→ **Data extracted from a collection**
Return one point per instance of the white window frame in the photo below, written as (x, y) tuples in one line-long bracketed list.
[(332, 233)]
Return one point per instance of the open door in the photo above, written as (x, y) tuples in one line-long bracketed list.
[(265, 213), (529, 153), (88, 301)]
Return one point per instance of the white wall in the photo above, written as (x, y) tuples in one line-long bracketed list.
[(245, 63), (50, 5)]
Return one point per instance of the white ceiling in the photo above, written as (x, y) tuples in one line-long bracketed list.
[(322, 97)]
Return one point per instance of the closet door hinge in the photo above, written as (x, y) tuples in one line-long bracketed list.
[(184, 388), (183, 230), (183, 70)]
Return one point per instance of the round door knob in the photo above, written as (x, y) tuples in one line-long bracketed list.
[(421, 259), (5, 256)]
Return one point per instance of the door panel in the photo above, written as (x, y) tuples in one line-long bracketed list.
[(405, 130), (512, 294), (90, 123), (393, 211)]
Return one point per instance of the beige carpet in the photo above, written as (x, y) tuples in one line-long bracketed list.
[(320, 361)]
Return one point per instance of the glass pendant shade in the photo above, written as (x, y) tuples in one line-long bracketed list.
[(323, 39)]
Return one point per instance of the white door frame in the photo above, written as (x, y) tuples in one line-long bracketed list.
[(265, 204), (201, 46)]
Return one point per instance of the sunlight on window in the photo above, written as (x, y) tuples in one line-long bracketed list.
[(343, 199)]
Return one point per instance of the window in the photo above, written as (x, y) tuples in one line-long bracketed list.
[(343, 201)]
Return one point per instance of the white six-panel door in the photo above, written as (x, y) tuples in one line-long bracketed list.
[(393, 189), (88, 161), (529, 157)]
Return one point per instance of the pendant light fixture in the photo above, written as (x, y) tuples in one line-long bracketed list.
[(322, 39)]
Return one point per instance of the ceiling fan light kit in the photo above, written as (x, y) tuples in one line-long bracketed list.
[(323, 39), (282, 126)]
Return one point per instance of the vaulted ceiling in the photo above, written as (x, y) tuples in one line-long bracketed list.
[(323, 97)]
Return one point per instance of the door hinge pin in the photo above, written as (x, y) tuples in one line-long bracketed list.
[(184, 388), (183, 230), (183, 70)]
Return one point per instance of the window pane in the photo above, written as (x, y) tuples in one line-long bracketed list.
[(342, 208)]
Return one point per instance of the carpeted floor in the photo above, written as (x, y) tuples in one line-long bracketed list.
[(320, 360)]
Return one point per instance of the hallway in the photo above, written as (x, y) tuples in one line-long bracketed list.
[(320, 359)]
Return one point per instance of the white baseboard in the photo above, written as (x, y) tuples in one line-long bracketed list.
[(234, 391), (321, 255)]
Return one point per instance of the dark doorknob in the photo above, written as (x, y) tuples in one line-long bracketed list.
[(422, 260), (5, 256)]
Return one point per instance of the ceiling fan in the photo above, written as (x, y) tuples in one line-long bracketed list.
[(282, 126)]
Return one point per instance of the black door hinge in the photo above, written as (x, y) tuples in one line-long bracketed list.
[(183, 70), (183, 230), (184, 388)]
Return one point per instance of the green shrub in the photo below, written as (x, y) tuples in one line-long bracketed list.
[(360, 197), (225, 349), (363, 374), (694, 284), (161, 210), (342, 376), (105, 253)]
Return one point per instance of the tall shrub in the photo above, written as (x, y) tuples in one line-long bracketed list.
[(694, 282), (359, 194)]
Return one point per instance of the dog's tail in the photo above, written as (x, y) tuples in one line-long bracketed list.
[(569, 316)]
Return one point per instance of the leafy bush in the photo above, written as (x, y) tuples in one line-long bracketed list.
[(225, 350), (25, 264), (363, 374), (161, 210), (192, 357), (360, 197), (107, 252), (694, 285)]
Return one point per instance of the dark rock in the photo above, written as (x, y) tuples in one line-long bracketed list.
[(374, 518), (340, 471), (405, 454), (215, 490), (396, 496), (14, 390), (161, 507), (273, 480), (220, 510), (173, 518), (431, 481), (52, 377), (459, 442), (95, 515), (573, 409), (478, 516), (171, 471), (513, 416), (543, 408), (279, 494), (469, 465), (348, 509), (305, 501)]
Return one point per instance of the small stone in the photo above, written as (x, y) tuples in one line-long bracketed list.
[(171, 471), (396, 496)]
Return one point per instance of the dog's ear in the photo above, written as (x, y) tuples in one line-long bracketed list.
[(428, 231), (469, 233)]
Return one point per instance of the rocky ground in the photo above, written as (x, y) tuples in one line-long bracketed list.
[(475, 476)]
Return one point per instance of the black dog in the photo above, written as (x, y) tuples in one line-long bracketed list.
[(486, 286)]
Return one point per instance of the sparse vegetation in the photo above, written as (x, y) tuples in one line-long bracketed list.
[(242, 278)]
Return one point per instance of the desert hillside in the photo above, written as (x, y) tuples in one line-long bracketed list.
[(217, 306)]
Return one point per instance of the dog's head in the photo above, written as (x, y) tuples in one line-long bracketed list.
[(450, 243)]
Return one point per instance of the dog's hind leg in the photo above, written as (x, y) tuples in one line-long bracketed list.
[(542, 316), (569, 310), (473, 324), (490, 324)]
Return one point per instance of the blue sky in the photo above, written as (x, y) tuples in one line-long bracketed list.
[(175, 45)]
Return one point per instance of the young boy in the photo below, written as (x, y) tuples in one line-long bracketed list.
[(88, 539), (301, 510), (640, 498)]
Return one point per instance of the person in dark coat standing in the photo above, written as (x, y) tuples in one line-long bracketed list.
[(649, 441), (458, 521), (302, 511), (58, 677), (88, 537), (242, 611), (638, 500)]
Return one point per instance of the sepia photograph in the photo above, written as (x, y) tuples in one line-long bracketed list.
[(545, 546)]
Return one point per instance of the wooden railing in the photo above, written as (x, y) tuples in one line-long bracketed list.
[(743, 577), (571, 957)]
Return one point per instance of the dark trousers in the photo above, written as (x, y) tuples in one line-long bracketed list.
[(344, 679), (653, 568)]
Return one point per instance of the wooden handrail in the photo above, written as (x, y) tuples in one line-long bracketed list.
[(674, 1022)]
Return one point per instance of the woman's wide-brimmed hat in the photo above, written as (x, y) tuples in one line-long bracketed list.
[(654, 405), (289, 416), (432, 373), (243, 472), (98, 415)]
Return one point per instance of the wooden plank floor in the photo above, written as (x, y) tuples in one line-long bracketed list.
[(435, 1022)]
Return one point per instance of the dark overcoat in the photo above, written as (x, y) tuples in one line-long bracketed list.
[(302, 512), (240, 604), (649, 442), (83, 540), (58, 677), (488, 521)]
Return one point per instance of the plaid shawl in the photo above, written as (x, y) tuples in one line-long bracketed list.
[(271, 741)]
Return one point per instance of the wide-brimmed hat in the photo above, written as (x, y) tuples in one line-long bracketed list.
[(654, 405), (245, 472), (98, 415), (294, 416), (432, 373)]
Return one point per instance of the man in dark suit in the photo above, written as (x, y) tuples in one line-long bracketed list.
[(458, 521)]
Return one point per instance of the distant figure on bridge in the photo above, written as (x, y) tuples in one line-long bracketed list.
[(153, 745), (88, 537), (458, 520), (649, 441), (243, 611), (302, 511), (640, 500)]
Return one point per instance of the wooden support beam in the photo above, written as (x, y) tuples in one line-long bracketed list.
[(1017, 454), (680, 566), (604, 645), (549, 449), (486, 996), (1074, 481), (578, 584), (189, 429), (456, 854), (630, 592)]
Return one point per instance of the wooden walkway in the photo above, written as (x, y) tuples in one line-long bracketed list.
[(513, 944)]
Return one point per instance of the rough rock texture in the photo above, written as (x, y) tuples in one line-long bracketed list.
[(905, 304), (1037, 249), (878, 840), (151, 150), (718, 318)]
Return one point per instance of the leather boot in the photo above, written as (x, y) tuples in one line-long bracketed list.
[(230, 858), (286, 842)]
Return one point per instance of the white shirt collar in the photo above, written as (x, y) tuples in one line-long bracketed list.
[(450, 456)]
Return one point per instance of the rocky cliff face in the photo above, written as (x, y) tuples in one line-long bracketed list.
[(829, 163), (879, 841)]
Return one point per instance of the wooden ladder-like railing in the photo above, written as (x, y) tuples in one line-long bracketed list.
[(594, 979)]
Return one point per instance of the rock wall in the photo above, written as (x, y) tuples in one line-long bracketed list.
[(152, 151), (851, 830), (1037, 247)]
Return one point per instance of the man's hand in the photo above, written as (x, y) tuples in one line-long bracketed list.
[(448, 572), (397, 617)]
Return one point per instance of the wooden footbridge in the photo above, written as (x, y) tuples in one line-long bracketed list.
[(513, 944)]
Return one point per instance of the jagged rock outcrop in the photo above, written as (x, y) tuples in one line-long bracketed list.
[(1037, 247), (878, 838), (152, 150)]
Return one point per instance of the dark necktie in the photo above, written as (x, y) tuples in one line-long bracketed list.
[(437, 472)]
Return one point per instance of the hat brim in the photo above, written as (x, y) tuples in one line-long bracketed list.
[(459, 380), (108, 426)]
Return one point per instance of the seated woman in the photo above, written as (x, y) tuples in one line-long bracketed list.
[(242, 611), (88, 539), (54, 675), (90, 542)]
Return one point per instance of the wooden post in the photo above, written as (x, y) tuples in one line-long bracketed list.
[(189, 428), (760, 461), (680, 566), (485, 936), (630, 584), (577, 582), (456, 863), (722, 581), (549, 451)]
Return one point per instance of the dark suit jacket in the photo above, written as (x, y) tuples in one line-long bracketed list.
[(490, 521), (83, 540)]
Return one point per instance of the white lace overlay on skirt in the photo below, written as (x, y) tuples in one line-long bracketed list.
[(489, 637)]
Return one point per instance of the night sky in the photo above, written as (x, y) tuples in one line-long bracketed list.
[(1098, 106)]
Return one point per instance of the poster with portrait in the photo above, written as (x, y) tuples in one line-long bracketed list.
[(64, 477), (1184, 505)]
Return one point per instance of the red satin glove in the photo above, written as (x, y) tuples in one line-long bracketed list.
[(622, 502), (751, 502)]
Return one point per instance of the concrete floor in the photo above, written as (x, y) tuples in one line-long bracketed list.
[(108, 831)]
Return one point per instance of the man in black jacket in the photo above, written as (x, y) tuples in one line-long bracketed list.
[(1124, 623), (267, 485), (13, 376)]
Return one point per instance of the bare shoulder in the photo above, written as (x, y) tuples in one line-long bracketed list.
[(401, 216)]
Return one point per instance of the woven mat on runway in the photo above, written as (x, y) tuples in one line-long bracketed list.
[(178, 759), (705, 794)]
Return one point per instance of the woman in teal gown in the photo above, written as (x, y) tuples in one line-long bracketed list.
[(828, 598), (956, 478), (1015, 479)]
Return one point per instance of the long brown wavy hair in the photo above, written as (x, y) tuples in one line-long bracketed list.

→ **Task statement**
Convert the rows from the first line through the line containing "[(405, 130), (512, 294), (90, 123), (393, 211)]", inclusive, into a JSON list of strings with one string per line, omitting blank lines.

→ **Reply to the exercise**
[
  "Return one point per instance of the white window frame in the photo below, written as (x, y) tuples in one line-long bracketed list.",
  "[(332, 233)]",
  "Return one point per instance of the open door in the photo above, written as (x, y) tuples in one line-long bracketed list.",
  "[(265, 213), (529, 153), (88, 301)]",
  "Return one point per instance of the white wall in the photo above, written as (x, y) tuples in one line-long bracketed list.",
  "[(245, 63), (50, 5)]",
  "Return one point per instance of the white ceiling in the photo above, written as (x, y) tuples in one line-long bracketed list.",
  "[(322, 97)]",
  "Return one point per instance of the closet door hinge in the photo above, written as (x, y) tuples in one line-long bracketed list.",
  "[(184, 388), (183, 230), (183, 70)]",
  "Return one point per instance of the round door knob in the photo above, written as (x, y) tuples in one line-long bracketed list.",
  "[(421, 259), (5, 256)]",
  "Return one point per instance of the door panel in the photo above, written as (x, y) tuples in one line-long bracketed list.",
  "[(405, 130), (512, 294), (90, 123), (393, 211)]"
]